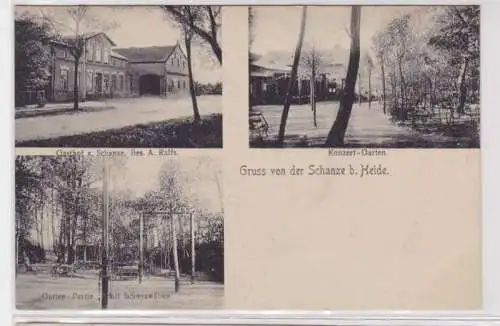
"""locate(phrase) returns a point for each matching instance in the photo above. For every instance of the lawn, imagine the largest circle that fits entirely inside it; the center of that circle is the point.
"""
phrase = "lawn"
(174, 133)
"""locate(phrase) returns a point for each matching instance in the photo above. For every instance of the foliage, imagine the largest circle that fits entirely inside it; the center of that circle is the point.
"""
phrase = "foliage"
(433, 64)
(202, 21)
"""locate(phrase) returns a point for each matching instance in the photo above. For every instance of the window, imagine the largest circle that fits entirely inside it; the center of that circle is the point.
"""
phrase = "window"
(113, 83)
(106, 55)
(64, 78)
(90, 51)
(97, 53)
(90, 78)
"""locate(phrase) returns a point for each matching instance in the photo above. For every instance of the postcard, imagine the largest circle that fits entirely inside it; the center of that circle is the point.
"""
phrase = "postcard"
(345, 175)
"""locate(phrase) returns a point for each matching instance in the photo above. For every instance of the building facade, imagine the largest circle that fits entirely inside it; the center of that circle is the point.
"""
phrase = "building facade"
(269, 84)
(105, 71)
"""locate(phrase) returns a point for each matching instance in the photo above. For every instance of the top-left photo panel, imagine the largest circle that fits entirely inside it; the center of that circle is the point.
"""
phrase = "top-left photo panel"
(118, 76)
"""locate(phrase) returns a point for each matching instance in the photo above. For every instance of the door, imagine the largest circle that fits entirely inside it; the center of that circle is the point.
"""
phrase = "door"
(98, 84)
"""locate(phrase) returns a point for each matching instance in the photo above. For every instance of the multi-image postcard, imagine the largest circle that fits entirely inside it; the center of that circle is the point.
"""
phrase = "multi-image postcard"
(345, 174)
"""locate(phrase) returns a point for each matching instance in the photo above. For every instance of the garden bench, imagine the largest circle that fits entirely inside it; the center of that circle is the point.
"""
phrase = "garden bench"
(258, 124)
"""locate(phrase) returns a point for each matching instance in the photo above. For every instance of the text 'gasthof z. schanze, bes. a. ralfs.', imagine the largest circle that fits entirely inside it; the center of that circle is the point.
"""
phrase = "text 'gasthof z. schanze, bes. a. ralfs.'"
(118, 76)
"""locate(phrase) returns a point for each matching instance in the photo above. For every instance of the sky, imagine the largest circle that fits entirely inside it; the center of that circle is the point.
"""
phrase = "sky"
(137, 26)
(326, 26)
(141, 175)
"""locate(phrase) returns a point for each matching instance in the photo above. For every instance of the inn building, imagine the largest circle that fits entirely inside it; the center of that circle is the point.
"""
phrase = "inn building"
(106, 71)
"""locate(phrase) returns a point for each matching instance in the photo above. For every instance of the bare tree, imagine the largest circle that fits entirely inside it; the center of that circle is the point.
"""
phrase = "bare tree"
(369, 68)
(293, 77)
(380, 45)
(311, 62)
(205, 24)
(188, 36)
(337, 132)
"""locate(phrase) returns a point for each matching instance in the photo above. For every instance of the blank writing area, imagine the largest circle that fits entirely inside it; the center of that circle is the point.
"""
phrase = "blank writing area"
(409, 240)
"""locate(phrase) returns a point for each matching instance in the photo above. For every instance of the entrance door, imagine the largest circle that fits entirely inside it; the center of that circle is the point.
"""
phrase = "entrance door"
(98, 84)
(150, 85)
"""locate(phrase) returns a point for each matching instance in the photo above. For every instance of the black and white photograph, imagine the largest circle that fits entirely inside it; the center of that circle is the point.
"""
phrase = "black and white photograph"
(364, 76)
(119, 233)
(118, 76)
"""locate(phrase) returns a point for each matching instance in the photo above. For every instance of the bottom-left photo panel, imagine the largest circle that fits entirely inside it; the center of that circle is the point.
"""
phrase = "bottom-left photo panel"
(125, 231)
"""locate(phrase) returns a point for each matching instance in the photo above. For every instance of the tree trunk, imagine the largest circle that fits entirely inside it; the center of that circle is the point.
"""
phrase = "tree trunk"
(463, 87)
(369, 88)
(176, 254)
(193, 253)
(293, 77)
(75, 85)
(313, 92)
(192, 91)
(402, 89)
(337, 132)
(359, 89)
(383, 85)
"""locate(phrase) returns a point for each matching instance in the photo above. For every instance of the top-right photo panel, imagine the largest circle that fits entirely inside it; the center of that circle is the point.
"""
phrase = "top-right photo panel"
(364, 76)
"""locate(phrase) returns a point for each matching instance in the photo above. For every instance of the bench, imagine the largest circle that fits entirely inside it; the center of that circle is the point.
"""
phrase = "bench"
(258, 124)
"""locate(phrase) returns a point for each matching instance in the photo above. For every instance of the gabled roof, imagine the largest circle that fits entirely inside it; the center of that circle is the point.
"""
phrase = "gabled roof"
(147, 54)
(117, 55)
(65, 39)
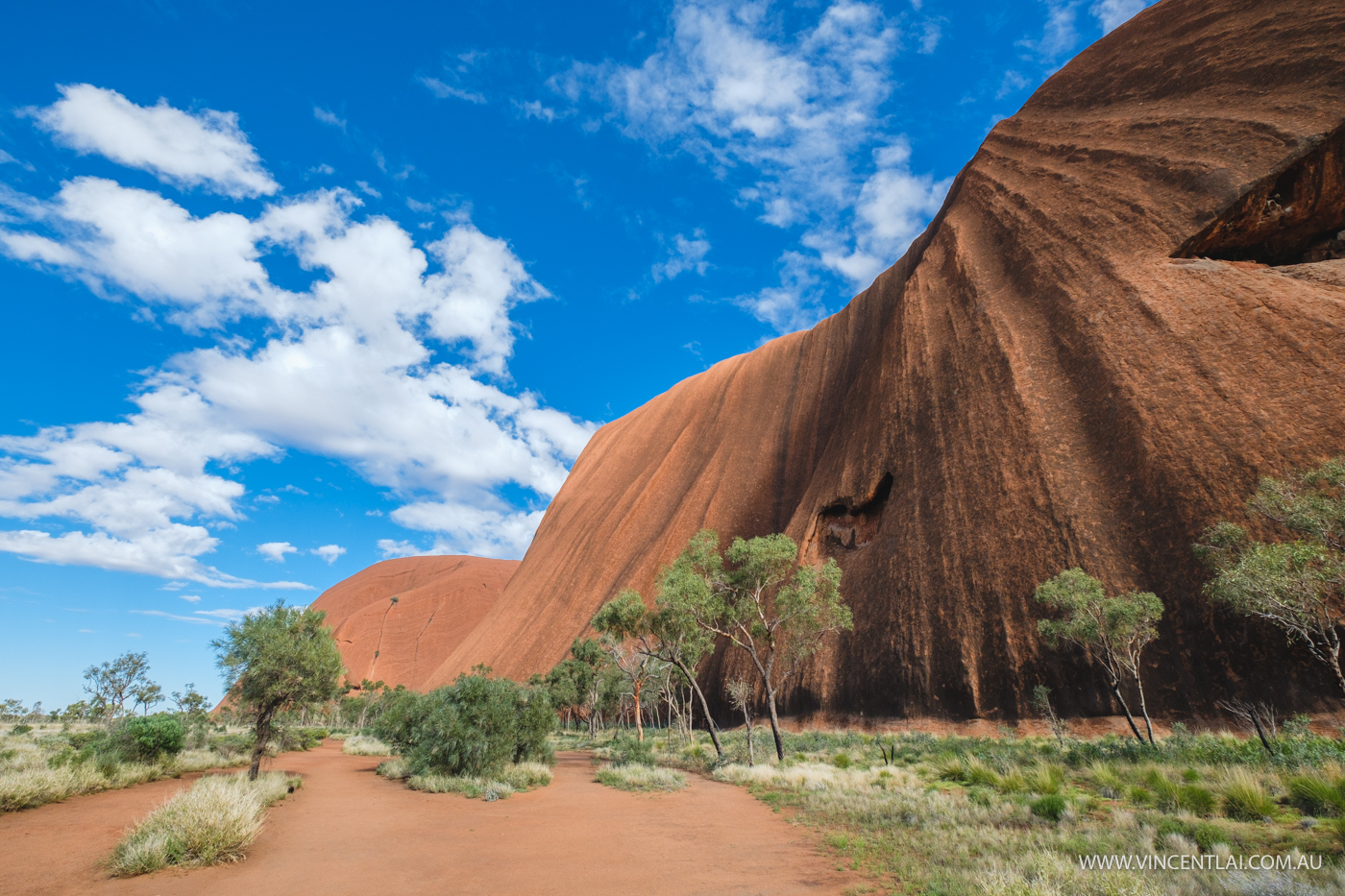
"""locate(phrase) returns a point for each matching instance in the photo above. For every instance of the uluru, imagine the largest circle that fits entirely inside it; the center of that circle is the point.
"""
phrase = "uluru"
(1130, 307)
(397, 620)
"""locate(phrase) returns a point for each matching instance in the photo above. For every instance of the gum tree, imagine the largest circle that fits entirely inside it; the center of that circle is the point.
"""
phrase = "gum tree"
(276, 660)
(623, 627)
(759, 597)
(111, 684)
(1298, 586)
(1113, 630)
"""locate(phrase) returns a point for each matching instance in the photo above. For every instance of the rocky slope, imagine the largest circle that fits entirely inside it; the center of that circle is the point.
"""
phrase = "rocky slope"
(1086, 359)
(397, 620)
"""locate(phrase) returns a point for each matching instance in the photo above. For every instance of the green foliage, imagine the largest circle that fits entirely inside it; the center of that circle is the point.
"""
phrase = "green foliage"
(148, 738)
(1314, 795)
(1297, 584)
(1051, 806)
(1246, 798)
(474, 727)
(276, 660)
(627, 751)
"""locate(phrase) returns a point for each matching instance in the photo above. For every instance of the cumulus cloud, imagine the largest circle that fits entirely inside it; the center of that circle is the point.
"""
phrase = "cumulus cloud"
(187, 150)
(276, 550)
(329, 552)
(394, 361)
(793, 123)
(1112, 13)
(683, 254)
(1059, 36)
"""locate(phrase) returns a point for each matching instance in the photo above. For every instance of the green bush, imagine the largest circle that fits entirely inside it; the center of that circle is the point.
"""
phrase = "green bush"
(1315, 797)
(1051, 806)
(628, 751)
(474, 727)
(148, 738)
(1246, 799)
(1194, 799)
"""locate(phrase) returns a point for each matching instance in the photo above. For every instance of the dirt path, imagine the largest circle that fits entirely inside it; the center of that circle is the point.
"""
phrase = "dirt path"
(350, 832)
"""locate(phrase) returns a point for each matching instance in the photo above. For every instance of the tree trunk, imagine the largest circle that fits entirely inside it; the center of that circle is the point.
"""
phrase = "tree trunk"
(775, 724)
(639, 714)
(1143, 709)
(1115, 689)
(705, 707)
(261, 736)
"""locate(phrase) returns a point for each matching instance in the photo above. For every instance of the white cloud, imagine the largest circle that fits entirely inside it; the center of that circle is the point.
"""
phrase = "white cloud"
(326, 116)
(204, 150)
(392, 547)
(195, 620)
(444, 90)
(1059, 36)
(793, 121)
(275, 550)
(683, 254)
(392, 361)
(1113, 13)
(329, 552)
(481, 532)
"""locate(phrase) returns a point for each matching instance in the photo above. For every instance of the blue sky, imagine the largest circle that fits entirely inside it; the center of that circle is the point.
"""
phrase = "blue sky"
(293, 288)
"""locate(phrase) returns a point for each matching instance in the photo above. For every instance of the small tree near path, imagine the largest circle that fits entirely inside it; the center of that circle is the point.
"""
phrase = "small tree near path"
(622, 623)
(1295, 586)
(742, 693)
(760, 599)
(114, 682)
(1113, 630)
(276, 660)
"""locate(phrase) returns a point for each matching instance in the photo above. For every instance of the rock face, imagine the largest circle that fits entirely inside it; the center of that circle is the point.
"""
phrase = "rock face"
(1129, 308)
(397, 620)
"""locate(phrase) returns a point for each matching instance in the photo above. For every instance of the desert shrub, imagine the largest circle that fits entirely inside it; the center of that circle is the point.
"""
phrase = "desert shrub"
(1246, 798)
(210, 824)
(1315, 795)
(470, 786)
(231, 745)
(474, 727)
(641, 778)
(147, 739)
(628, 751)
(363, 745)
(1196, 801)
(1051, 806)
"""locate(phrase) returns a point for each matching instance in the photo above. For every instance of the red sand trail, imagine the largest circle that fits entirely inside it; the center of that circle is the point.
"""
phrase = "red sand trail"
(350, 832)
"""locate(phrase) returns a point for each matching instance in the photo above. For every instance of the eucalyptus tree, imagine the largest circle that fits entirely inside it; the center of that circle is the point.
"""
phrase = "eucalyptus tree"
(1113, 630)
(276, 660)
(760, 599)
(1298, 584)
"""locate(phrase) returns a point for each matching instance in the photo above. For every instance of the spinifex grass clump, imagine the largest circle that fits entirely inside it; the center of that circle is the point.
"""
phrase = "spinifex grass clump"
(1246, 797)
(210, 824)
(363, 745)
(641, 778)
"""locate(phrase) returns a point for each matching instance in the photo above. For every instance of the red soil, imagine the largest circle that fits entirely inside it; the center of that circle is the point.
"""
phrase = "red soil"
(350, 832)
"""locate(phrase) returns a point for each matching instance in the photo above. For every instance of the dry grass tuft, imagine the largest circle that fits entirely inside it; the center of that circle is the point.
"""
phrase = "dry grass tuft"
(208, 825)
(363, 745)
(641, 778)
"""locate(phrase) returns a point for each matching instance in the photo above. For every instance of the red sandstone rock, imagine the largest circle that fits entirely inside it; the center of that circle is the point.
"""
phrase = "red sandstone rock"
(1055, 375)
(439, 601)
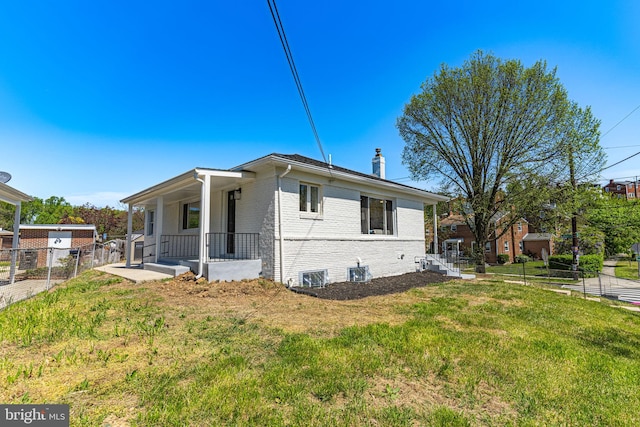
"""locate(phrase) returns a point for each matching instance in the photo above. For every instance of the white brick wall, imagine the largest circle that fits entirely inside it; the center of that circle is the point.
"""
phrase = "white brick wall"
(333, 239)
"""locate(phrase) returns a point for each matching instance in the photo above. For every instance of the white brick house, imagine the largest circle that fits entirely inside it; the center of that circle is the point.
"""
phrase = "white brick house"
(285, 217)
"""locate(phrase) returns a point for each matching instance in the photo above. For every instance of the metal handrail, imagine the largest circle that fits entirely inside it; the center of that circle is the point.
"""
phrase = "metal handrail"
(233, 246)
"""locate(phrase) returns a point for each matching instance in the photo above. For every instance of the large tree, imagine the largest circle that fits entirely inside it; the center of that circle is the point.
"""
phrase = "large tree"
(481, 127)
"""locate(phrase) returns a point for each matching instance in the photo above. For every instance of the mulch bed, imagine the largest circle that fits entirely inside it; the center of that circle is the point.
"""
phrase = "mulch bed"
(377, 286)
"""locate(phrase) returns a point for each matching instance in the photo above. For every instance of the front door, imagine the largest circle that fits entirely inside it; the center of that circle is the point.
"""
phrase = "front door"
(231, 222)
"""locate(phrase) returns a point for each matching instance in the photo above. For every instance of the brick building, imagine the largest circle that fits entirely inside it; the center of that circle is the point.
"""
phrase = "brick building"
(61, 237)
(622, 189)
(510, 243)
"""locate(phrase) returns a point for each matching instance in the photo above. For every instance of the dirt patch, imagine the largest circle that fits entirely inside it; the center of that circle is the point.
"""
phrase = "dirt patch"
(274, 305)
(377, 286)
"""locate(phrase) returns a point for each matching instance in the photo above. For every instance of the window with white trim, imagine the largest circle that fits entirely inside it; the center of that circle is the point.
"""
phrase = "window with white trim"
(310, 199)
(190, 215)
(376, 216)
(151, 219)
(314, 279)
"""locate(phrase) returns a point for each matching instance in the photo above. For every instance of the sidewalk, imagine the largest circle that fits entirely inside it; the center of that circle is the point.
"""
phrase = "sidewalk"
(135, 273)
(607, 284)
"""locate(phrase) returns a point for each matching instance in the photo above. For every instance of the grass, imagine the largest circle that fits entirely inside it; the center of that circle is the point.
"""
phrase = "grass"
(627, 270)
(454, 354)
(535, 271)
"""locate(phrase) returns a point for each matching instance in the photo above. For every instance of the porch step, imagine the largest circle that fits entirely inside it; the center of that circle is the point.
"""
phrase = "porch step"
(173, 270)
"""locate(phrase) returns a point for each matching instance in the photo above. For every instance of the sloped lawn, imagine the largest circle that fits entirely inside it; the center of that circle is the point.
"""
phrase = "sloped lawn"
(186, 353)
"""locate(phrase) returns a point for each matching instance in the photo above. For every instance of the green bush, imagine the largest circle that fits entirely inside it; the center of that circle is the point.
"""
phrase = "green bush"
(503, 259)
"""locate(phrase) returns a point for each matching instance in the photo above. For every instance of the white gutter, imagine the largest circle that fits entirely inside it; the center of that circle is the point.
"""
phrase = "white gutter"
(281, 237)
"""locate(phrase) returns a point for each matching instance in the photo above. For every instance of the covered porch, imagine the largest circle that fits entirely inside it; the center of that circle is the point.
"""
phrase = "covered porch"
(191, 224)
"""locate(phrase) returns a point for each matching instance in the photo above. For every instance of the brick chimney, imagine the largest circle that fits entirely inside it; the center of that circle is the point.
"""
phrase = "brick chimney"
(378, 164)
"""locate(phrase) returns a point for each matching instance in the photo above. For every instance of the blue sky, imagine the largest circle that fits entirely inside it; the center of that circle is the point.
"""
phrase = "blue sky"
(99, 100)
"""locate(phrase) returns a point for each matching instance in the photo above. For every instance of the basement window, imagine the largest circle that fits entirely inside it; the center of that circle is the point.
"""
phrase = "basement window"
(314, 279)
(359, 274)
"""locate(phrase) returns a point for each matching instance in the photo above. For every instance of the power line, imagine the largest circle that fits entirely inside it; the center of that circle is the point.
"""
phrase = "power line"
(621, 146)
(292, 66)
(623, 119)
(617, 163)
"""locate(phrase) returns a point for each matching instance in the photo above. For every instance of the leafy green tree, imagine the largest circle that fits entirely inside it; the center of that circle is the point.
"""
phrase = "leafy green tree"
(617, 219)
(482, 126)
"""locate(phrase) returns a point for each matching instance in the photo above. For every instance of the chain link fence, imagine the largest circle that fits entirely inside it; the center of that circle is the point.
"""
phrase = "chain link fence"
(29, 271)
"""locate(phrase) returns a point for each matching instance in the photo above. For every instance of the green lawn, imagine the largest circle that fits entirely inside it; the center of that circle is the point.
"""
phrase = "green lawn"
(627, 270)
(453, 354)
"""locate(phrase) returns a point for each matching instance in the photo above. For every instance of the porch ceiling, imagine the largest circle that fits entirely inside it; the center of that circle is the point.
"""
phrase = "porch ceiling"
(186, 186)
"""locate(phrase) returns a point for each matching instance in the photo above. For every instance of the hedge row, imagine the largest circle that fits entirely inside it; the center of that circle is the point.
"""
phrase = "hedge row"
(586, 263)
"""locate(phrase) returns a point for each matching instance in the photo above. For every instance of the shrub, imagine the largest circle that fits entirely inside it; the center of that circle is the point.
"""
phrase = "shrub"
(503, 259)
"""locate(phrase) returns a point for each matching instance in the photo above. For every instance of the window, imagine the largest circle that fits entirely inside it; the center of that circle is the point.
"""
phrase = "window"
(309, 198)
(359, 274)
(190, 215)
(314, 279)
(376, 216)
(151, 219)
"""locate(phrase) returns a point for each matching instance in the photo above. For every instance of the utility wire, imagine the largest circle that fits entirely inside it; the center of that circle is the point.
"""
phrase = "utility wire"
(292, 66)
(617, 163)
(623, 119)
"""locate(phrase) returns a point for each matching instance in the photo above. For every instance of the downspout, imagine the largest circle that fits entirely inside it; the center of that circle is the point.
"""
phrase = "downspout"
(280, 236)
(202, 238)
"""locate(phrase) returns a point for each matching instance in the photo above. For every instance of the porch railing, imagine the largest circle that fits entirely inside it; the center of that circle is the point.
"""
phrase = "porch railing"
(220, 246)
(233, 246)
(179, 246)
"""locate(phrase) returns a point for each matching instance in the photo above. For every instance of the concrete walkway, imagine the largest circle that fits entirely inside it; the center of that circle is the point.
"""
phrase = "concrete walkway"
(135, 273)
(609, 285)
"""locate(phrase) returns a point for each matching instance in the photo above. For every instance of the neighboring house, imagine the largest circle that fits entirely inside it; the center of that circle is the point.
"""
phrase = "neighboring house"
(285, 217)
(538, 244)
(457, 235)
(62, 237)
(623, 190)
(12, 196)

[Aim]: Could you put everything in the material from the line containing "of the cumulus" down to and including the line containing "(1194, 799)" into a numbered list, leaving out any blank lines?

[Response to the task]:
1. """locate(phrase) returns a point for each matching instance in the photo above. For every instance of the cumulus cloud, imagine the largest circle that fits entirely inside it; the center of that circle is the point.
2. """
3. phrase = "cumulus cloud"
4. (187, 150)
5. (276, 550)
6. (329, 552)
7. (394, 361)
8. (793, 123)
9. (1112, 13)
10. (683, 254)
11. (1059, 36)
12. """locate(phrase) returns a point for each matching instance in the photo above. For every instance of the green bush, imagine the largest circle that fits entirely inside it; the center of that circle is the point.
13. """
14. phrase = "green bush"
15. (1315, 797)
16. (1051, 806)
17. (628, 751)
18. (474, 727)
19. (148, 738)
20. (1246, 799)
21. (1194, 799)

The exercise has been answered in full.